● TRECHO DA PÁGINA
________________________________________
As raízes enésimas de um complexo Z é dado da seguinte forma :
[tex]\displaystyle \sqrt[\text n]{\text Z} = \sqrt[\text n]{|\text Z|}.\text{cis}(\frac{\theta + 2\text k.\pi}{\text n}) \ , \ \text{com k }:\{0,1,2,\ ...\ , \text n -1\}[/tex]
Analisando as raízes quartas do complexo dado :
[tex]\text Z = -8+\text i.8.\sqrt{3}[/tex]
deixando na forma trigonométrica :
[tex]\displaystyle \text Z =16(\frac{-1}{2}+\frac{\text i.\sqrt{3}}{2}) \\\\\\ \text Z = 16.\text{cis}(\frac{2\pi}{3}) \\\\ \underline{\text {tirando a raiz quarta }}: \\\\ \sqrt[4]{\text Z} = \sqrt[4]{16}.\text{cis}[\ \frac{1}{4}(\frac{2\pi}{3}+2\text k.\pi )\ ] \\\\\\ \sqrt[4]{\text Z} = 2.\text{cis}[\ \frac{\pi}{6}+\frac{\text k.\pi}{2}\ ][/tex]
Substituindo os valores de K = 0,1,2,3.
[tex]\displaystyle \text k = 0 \to \text Z_1 =2.\text{cis}(\frac{\pi}{6}+0) \to 1+\text i.\sqrt{3} \\\\\\ \text k = 1 \to \text Z_2 = 2\text{cis}(\frac{\pi}{6}+\frac{1.\pi}{2}) \to 2\text{cis}(\frac{2\pi}{3}) \to -1+\text i.\sqrt{3} \\\\\\ \text k= 2 \to \text Z_3 = 2.\text{cis}(\frac{\pi}{6}+\frac{2\pi}{2}) \to 2\text{cis}(\frac{7\pi}{6}) \to -\sqrt{3}-\text i \\\\\\ \text k = 3 \to \text Z_4 = 2\text{cis}(\frac{\pi}{6}+\frac{3\pi}{2}) \to 2\text{cis}(\frac{5\pi}{3}) \to 1-\text i\sqrt{3}[/tex]
letra E
________________________________________
● DADOS APRESENTADOS

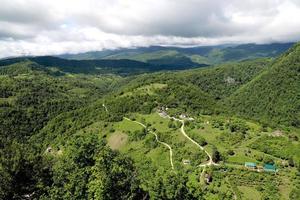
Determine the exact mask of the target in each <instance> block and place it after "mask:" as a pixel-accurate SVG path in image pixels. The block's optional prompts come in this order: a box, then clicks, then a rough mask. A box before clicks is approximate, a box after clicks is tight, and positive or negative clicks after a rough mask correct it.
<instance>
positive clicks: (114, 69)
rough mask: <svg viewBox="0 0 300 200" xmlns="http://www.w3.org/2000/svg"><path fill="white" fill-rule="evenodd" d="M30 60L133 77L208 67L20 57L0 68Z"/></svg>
mask: <svg viewBox="0 0 300 200" xmlns="http://www.w3.org/2000/svg"><path fill="white" fill-rule="evenodd" d="M25 60H30V61H32V62H35V63H37V64H39V65H41V66H44V67H47V68H49V67H52V68H56V69H58V70H60V71H61V72H69V73H84V74H109V73H115V74H121V75H132V74H140V73H146V72H155V71H162V70H183V69H189V68H194V67H203V66H207V65H205V64H197V63H196V64H195V63H184V64H185V65H182V64H180V65H179V64H176V63H173V64H169V63H166V64H159V63H157V64H156V63H145V62H141V61H135V60H128V59H120V60H109V59H104V60H67V59H62V58H58V57H52V56H38V57H20V58H11V59H3V60H0V66H5V65H9V64H13V63H16V62H20V61H25Z"/></svg>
________________________________________
● TAREFA A EXECUTAR
Transcreva a parte da resolução sobre raízes de números complexos que vai de "As raízes enésimas" até "K = 0,1,2,3.", trocando "trigonométrica" por "polar".

● RESPOSTA DA TAREFA
As raízes enésimas de um complexo Z é dado da seguinte forma :
[tex]\displaystyle \sqrt[\text n]{\text Z} = \sqrt[\text n]{|\text Z|}.\text{cis}(\frac{\theta + 2\text k.\pi}{\text n}) \ , \ \text{com k }:\{0,1,2,\ ...\ , \text n -1\}[/tex]
Analisando as raízes quartas do complexo dado :
[tex]\text Z = -8+\text i.8.\sqrt{3}[/tex]
deixando na forma polar :
[tex]\displaystyle \text Z =16(\frac{-1}{2}+\frac{\text i.\sqrt{3}}{2}) \\\\\\ \text Z = 16.\text{cis}(\frac{2\pi}{3}) \\\\ \underline{\text {tirando a raiz quarta }}: \\\\ \sqrt[4]{\text Z} = \sqrt[4]{16}.\text{cis}[\ \frac{1}{4}(\frac{2\pi}{3}+2\text k.\pi )\ ] \\\\\\ \sqrt[4]{\text Z} = 2.\text{cis}[\ \frac{\pi}{6}+\frac{\text k.\pi}{2}\ ][/tex]
Substituindo os valores de K = 0,1,2,3.